# Task objective
Copy every line of the entries below without changing anything.

# Raw records
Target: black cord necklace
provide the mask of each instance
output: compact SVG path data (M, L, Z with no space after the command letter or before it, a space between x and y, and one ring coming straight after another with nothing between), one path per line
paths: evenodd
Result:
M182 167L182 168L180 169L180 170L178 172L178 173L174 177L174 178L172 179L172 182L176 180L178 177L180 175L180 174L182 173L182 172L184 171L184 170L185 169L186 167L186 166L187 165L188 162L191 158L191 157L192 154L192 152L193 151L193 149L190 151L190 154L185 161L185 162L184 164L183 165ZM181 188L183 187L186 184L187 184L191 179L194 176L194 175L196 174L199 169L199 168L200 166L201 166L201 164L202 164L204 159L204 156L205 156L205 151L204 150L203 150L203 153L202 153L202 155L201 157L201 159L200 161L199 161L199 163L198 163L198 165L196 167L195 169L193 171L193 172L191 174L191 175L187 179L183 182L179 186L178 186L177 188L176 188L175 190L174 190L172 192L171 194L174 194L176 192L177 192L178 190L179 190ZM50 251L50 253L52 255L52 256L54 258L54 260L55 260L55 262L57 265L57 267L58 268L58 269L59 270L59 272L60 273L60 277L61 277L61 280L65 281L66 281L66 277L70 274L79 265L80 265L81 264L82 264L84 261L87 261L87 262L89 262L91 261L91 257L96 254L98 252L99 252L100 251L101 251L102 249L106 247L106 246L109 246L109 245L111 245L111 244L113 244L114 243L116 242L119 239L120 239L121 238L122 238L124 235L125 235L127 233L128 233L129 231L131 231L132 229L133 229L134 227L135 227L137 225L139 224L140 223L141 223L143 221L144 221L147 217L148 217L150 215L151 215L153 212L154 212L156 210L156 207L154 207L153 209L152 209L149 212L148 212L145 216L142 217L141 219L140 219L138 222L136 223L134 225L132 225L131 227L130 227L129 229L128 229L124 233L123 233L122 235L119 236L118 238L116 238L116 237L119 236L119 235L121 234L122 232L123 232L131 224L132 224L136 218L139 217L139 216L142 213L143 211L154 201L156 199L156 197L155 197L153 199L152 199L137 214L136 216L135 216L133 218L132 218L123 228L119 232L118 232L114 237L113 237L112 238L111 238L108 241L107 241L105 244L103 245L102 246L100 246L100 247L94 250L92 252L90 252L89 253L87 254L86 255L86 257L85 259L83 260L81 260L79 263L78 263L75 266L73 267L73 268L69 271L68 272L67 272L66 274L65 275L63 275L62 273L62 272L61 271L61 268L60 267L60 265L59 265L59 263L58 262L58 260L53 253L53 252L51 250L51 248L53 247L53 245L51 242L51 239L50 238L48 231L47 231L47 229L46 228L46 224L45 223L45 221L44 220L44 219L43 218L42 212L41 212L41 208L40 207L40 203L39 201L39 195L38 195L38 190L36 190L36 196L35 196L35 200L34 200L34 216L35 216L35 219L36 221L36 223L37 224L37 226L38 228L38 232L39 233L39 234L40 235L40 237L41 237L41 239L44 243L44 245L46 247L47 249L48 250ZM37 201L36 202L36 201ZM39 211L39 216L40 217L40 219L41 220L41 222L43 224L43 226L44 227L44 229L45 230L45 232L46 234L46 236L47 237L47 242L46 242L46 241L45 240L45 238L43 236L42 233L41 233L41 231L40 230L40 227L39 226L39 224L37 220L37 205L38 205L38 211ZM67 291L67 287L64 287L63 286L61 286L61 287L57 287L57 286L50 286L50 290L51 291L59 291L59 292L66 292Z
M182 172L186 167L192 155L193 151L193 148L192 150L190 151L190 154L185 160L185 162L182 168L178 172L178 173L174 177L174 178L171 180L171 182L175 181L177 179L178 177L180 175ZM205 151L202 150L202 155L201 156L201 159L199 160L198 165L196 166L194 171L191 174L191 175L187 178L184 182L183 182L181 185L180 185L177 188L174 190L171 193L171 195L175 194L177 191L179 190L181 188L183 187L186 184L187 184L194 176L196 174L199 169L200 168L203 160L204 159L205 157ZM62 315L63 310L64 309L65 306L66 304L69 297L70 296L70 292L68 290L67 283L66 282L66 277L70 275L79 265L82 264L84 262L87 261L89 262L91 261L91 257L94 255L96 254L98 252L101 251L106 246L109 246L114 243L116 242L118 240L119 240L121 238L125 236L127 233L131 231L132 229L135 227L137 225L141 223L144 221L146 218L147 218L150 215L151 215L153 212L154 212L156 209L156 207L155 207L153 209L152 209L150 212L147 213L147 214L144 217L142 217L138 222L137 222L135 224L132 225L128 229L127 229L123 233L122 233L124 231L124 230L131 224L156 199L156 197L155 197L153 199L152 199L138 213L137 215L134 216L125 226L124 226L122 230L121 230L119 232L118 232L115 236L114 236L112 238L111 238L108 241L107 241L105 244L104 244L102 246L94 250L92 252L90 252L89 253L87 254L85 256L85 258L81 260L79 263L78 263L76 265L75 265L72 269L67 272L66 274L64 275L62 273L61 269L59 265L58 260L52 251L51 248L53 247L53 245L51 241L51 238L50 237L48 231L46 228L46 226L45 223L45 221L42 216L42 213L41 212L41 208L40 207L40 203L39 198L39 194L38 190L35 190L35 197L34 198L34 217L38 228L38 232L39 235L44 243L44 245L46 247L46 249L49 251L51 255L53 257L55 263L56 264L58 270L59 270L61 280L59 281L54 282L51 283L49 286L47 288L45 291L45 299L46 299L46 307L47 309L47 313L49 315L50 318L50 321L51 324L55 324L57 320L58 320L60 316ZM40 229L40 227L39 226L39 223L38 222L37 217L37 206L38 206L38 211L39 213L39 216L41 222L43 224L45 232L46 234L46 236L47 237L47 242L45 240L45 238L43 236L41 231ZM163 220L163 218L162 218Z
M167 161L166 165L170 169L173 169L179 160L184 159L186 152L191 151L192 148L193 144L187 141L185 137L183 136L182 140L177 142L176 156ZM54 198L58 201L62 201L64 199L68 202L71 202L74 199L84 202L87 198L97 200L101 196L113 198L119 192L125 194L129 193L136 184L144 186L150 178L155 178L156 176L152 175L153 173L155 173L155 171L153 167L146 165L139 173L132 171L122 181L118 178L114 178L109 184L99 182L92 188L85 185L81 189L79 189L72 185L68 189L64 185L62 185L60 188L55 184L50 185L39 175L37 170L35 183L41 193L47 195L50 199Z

# Written reply
Target: black cord necklace
provide the mask of each instance
output: compact SVG path data (M, L, Z with no space after the command letter or before it, a space between x and y, and one ring coming straight after another with nothing between), one path per line
paths: evenodd
Result:
M182 167L182 168L180 169L180 170L178 172L178 173L174 177L174 178L172 179L172 182L176 180L178 177L180 175L180 174L182 173L182 172L184 171L184 170L185 169L186 167L186 166L187 165L188 162L191 158L191 157L192 154L192 152L193 151L193 149L190 151L190 154L185 161L185 162L184 164L183 165ZM181 188L183 187L186 184L187 184L191 179L194 176L194 175L196 174L199 169L199 168L200 166L201 166L201 164L202 164L204 159L204 156L205 156L205 151L204 150L203 150L203 153L202 153L202 155L201 157L201 159L200 161L199 161L199 163L198 163L198 165L196 167L195 169L193 171L193 172L191 174L191 175L187 179L183 182L179 186L178 186L177 188L176 188L175 190L174 190L172 192L171 194L174 194L176 192L177 192L178 190L179 190ZM50 251L50 253L52 255L52 256L54 258L54 260L55 260L55 262L57 265L57 267L58 268L58 269L59 270L59 272L60 273L60 277L61 277L61 280L65 281L66 281L66 277L70 274L79 265L80 265L81 264L82 264L84 261L87 261L87 262L89 262L91 261L91 257L96 254L98 252L99 252L100 251L101 251L102 249L106 247L106 246L109 246L109 245L111 245L111 244L113 244L114 243L116 242L119 239L120 239L121 238L122 238L124 235L125 235L127 233L128 233L129 231L131 231L132 229L133 229L134 227L135 227L137 225L139 224L140 223L141 223L143 221L144 221L147 217L148 217L150 215L151 215L153 212L154 212L156 210L156 207L154 207L153 209L152 209L149 212L148 212L145 216L142 217L141 219L140 219L138 222L136 223L134 225L132 225L131 227L130 227L129 229L128 229L124 233L123 233L122 235L119 236L118 238L116 238L116 237L119 236L119 235L121 234L122 232L123 232L131 224L132 224L136 218L139 217L139 216L142 213L143 211L154 201L156 199L156 197L155 197L153 199L152 199L137 214L136 216L135 216L133 218L132 218L123 228L119 232L118 232L114 237L113 237L112 238L111 238L108 241L107 241L105 244L103 245L102 246L100 246L100 247L94 250L92 252L90 252L89 253L87 254L86 255L86 257L85 259L83 260L81 260L79 263L78 263L75 266L73 267L73 268L69 271L68 272L67 272L66 274L65 275L63 275L62 273L62 272L61 271L61 268L60 267L60 265L59 265L59 263L58 262L58 260L53 253L53 252L51 250L51 248L53 247L53 245L51 242L51 239L50 238L48 231L47 231L47 229L46 228L46 224L45 223L45 221L44 220L44 219L43 218L42 212L41 212L41 208L40 207L40 203L39 201L39 195L38 195L38 190L36 190L36 196L35 196L35 200L34 200L34 216L35 216L35 219L36 221L36 223L37 224L37 226L38 228L38 232L39 233L39 234L40 235L40 237L41 237L41 239L44 243L44 245L46 247L47 249L48 250ZM37 201L36 202L36 201ZM39 211L39 216L40 217L40 219L41 220L41 222L43 224L43 226L44 227L44 229L45 230L45 232L46 234L46 236L47 237L47 242L46 242L46 241L45 240L45 238L43 236L42 233L41 233L41 231L40 230L40 227L39 226L39 224L37 220L37 205L38 205L38 211ZM67 291L67 287L64 287L63 286L61 286L61 287L57 287L57 286L50 286L50 290L51 291L59 291L59 292L66 292Z
M182 172L186 167L192 155L193 151L193 148L192 150L190 151L190 154L185 160L185 162L182 168L178 172L178 173L174 177L174 178L171 180L171 182L175 181L177 179L178 177L180 175ZM205 151L202 150L202 155L201 156L201 159L199 160L198 165L196 166L194 171L191 174L191 175L187 178L184 182L183 182L181 185L180 185L177 188L174 190L171 193L171 195L175 194L177 191L179 190L181 188L183 187L186 184L187 184L194 176L196 174L199 169L200 168L203 160L204 159L205 157ZM62 315L63 310L64 309L65 306L66 304L69 297L70 296L70 292L68 290L67 283L66 282L66 277L70 275L79 265L82 264L84 262L87 261L89 262L91 261L91 257L94 255L96 254L98 252L101 251L106 246L109 246L114 243L116 242L118 240L119 240L121 238L125 236L127 233L131 231L132 229L135 227L137 225L141 223L144 221L146 218L147 218L150 215L151 215L153 212L154 212L156 209L156 207L155 207L153 209L152 209L150 212L147 213L147 214L144 217L142 217L138 222L137 222L135 224L132 225L128 229L127 229L123 233L122 233L124 231L124 230L131 224L156 199L156 197L155 197L153 199L152 199L138 213L137 215L134 216L125 226L124 226L122 230L121 230L119 232L118 232L115 236L114 236L112 238L111 238L108 241L107 241L105 244L104 244L102 246L94 250L92 252L90 252L89 253L87 254L85 256L85 258L81 260L79 263L78 263L76 265L75 265L72 269L67 272L66 274L64 275L62 273L61 269L59 265L58 260L52 251L51 248L53 247L53 245L51 241L51 238L50 237L48 231L46 228L46 226L45 223L45 221L42 216L42 213L41 212L41 208L40 207L40 203L39 198L39 194L38 190L35 190L35 197L34 198L34 217L38 228L38 232L39 235L44 243L44 245L46 247L46 249L49 251L51 255L53 257L55 263L56 264L58 270L59 270L61 280L59 281L54 282L51 283L49 286L47 288L45 291L45 299L46 299L46 307L47 309L47 313L49 315L50 318L50 321L51 324L55 324L57 320L58 320L60 316ZM40 229L40 227L39 226L39 223L38 222L37 217L37 206L38 206L38 211L39 213L39 216L41 222L43 224L45 232L46 234L46 236L47 237L47 242L45 240L45 238L43 236L41 231ZM163 220L163 218L162 218Z
M167 161L166 165L170 169L173 169L179 160L184 159L186 152L191 151L192 148L193 144L187 141L185 137L183 136L182 140L177 142L176 156ZM54 198L58 201L62 201L64 199L68 202L71 202L74 199L84 202L87 198L97 200L101 196L113 198L119 192L125 194L129 193L136 184L144 186L150 178L155 178L156 176L152 175L153 173L155 173L155 171L153 167L146 165L139 173L132 171L122 181L118 178L114 178L109 184L99 182L92 188L85 185L81 189L79 189L72 185L68 189L64 185L62 185L60 188L55 184L50 185L39 175L37 170L35 183L41 193L47 195L50 199Z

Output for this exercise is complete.